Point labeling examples

★ ★ ★ ★

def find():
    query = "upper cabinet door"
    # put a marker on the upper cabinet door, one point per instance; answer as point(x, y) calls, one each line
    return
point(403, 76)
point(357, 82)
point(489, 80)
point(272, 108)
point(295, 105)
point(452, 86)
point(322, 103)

★ ★ ★ ★

[EXERCISE INSTRUCTIONS] Print these lines again without any changes.

[RESULT OF THIS EXERCISE]
def find():
    query = "upper cabinet door"
    # put a marker on the upper cabinet door, one point per instance; answer as point(x, y) calls, one each line
    return
point(403, 76)
point(357, 82)
point(489, 80)
point(272, 108)
point(295, 105)
point(452, 86)
point(322, 103)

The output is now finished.